Problemas:
1. Segundo o relato sobre a bicicleta, de que marca e cor era a bicicleta comprada pelo pai?
2. Atualize o trecho do relato sobre a bicicleta que começa com as palavras que contêm "Nós três, com" e termina em "pedal funcionava bem.", trocando "magrela" por "bicicleta".
3. Prossiga, por favor, com o relato sobre a bicicleta a partir do ponto em que ele para.

Texto:
====

Trabalhar nas madeireiras significava ser uma espécie de escravo, receber um salário de fome que mal dava para as despesas fundamentais como comida e roupas, as quais acabariam pejadas de remendos, então, como possuir algum bem “supérfluo”? Não sei como, mas meu pai, decerto com algum sacrifício franciscano, comprou uma bicicleta. Lembro que eu tinha quatorze anos e fiquei maravilhado com aquela Monark vermelha de barra dupla e aro 26, queixo duro (sem marchas), modelo que, pelos padrões bicicletais de hoje, seria algo como um fusquinha comparado a um carro automático com todas as comodidades adicionais usuais desses carros, contudo “estava de bom tamanho”, como se diria hoje. Embora fosse de segunda mão, estava bem conservada e atendia aos mais recônditos desejos de um piá cheio de energia e vontade de “conhecer o mundo”, ainda que o mundo se resumisse as cercanias da cidade onde houvesse algum caminho bicicletável. Evidente que as matas e os campos estavam, a maior parte, fora desse circuito. É bom que se esclareça que a bicicleta era dele, do meu pai, mas fora liberada para toda a família: neste caso, meu irmão de 16, eu e minha irmã imediatamente abaixo de mim 12, a outra era muito nova ainda, a bicicleta era um modelo para homens adultos e ela ainda não conseguia ajustar-se ao seu tamanho.

Nós três, com maior ou menor dificuldade, acabamos aprendendo a pilotar a máquina, acabamos sendo os únicos a usá-la, meu pai nunca se preocupou com a magrela. Assim, a mim cabia a manutenção: troca de pneus, reparo de câmaras de ar, lubrificação e ajuste dos freios e troca de raios. Era trabalho diário, pois os pneus furavam com facilidade nas ruas esburacadas e cheias de pedras; os freios de mão eram do tipo acionado por hastes ao invés de cabos, em decorrência: complicados e pouco eficientes, ainda bem que o freio de contra pedal funcionava bem.

====

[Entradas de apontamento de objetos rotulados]
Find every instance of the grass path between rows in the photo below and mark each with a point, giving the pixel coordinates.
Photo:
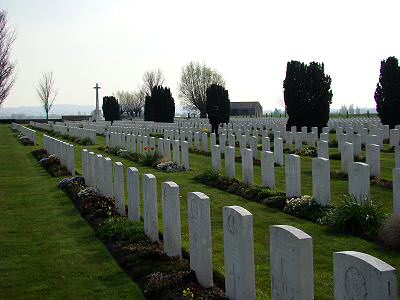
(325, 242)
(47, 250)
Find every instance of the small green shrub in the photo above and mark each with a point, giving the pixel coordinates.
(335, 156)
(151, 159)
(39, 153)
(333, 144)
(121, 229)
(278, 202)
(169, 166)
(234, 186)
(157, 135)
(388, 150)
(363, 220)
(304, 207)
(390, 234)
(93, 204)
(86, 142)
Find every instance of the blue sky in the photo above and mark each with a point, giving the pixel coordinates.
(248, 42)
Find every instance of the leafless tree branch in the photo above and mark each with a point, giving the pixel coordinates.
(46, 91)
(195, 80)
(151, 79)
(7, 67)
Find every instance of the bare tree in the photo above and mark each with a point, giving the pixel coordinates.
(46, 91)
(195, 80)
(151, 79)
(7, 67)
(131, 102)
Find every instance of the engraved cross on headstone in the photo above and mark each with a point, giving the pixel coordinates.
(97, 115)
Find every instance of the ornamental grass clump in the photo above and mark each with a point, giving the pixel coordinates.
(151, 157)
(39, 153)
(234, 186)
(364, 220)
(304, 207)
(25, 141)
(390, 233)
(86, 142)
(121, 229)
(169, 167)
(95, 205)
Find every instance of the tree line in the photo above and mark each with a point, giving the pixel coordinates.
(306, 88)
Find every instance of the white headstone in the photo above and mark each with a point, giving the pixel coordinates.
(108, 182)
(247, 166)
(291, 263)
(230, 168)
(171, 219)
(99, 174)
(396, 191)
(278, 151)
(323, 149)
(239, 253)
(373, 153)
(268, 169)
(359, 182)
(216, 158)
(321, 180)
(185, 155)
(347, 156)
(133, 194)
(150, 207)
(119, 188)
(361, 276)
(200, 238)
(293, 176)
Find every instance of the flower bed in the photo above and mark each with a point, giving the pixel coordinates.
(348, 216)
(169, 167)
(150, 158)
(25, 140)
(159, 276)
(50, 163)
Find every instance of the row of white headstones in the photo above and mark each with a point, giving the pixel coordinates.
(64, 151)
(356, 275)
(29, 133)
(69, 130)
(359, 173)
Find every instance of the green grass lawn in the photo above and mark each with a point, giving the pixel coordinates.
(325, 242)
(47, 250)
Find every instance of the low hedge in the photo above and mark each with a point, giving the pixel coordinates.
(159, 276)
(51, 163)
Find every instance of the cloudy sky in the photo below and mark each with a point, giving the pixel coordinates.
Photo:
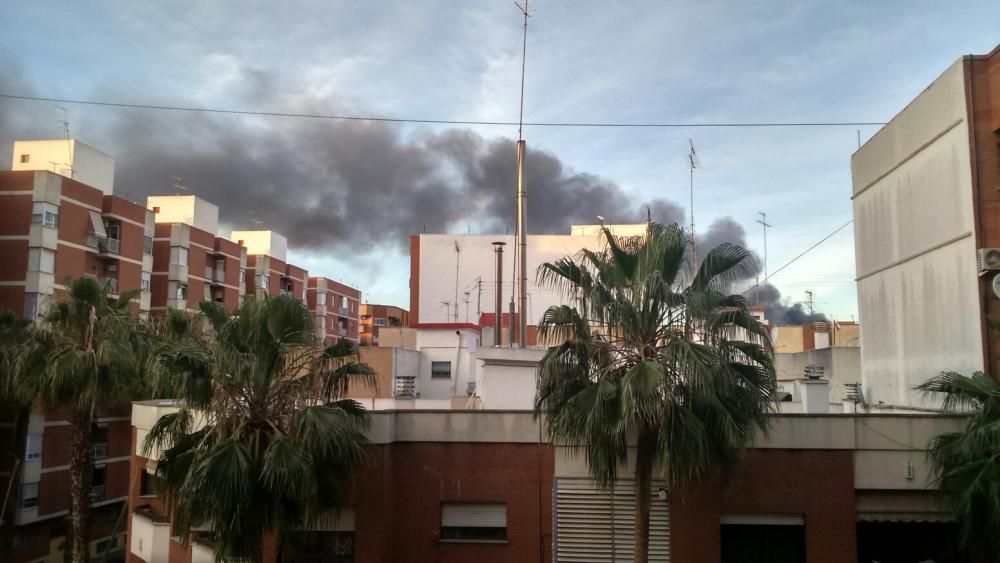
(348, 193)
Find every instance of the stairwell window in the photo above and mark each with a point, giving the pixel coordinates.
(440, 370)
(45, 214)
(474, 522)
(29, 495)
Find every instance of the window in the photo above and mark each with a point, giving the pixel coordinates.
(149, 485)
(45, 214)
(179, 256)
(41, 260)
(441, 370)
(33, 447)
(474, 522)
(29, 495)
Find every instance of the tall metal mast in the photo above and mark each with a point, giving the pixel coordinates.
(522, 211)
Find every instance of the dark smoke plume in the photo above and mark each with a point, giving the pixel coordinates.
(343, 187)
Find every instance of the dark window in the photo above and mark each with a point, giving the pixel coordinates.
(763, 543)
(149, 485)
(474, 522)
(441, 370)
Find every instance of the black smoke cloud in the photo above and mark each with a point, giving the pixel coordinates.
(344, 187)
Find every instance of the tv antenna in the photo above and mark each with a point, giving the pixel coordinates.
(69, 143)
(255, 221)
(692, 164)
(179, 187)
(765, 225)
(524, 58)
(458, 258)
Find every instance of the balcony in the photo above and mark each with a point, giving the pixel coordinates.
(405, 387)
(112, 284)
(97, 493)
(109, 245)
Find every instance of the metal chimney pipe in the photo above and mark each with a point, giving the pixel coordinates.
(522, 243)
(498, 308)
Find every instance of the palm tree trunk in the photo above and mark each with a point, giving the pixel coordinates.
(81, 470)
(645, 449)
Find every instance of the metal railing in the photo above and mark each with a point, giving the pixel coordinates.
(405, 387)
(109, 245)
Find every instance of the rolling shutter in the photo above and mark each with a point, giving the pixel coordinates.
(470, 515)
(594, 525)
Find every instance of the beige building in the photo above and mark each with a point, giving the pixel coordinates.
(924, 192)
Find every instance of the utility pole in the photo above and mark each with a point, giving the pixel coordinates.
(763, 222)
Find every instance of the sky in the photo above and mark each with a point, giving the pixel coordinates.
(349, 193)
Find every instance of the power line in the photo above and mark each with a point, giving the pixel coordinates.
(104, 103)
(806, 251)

====

Respostas do exercício:
1. Era uma Monark vermelha.

2.
Nós três, com maior ou menor dificuldade, acabamos aprendendo a pilotar a máquina, acabamos sendo os únicos a usá-la, meu pai nunca se preocupou com a bicicleta. Assim, a mim cabia a manutenção: troca de pneus, reparo de câmaras de ar, lubrificação e ajuste dos freios e troca de raios. Era trabalho diário, pois os pneus furavam com facilidade nas ruas esburacadas e cheias de pedras; os freios de mão eram do tipo acionado por hastes ao invés de cabos, em decorrência: complicados e pouco eficientes, ainda bem que o freio de contra pedal funcionava bem.

3.
Pois é, com alguns ajustes que causaram pequenos atritos entre os três usuários, a bicicleta acabou satisfazendo nossas necessidades de locomoção, com um tempo maior de uso para mim, já que quem a mantinha rodando era eu. Vocês talvez não consigam imaginar o que aquela bike representou para o adolescente cheio de energia agora sobre rodas, era uma emoção fantástica que, até hoje, não consigo expressar com exatidão. Mais do locomover-me daqui prá lá e de lá prá cá, a máquina me deu uma sensação de liberdade, a qual não imaginava existir. O fato de transitar por lugares antes muito distantes para chegar a pé; o fato de encurtar o tempo de locomoção à escola a aos lugares aos quais tinha que ir a mando de minha mãe, costureira, que sempre necessitava de aviamentos e outros detalhes para confecção de suas costuras; o fato de ver o espaço que me cercava se movendo para trás com velocidade que eu podia variar a meu gosto. Tudo isso era um mundo novo que me trouxe na vida um sabor até então nunca sentido. Tornei-me um centauro metade bike metade guri, uma entidade que se locomovia por rodas de borracha e carregava um cérebro pensante que a tudo via e a tudo analisava a partir de um ângulo inaudito.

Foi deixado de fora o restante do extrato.